START EXTRACTED INFORMATION

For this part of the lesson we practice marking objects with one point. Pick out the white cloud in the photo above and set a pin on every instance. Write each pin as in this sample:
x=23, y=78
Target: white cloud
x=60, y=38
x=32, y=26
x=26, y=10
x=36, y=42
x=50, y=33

END EXTRACTED INFORMATION

### GOAL OF THE EXERCISE
Give back every entry exactly.

### SOLVED PROBLEM
For this part of the lesson we practice marking objects with one point. Pick out the white cloud in the photo above and set a pin on every instance. Write each pin as in this sample:
x=23, y=78
Target: white cloud
x=60, y=38
x=32, y=26
x=26, y=10
x=36, y=42
x=50, y=33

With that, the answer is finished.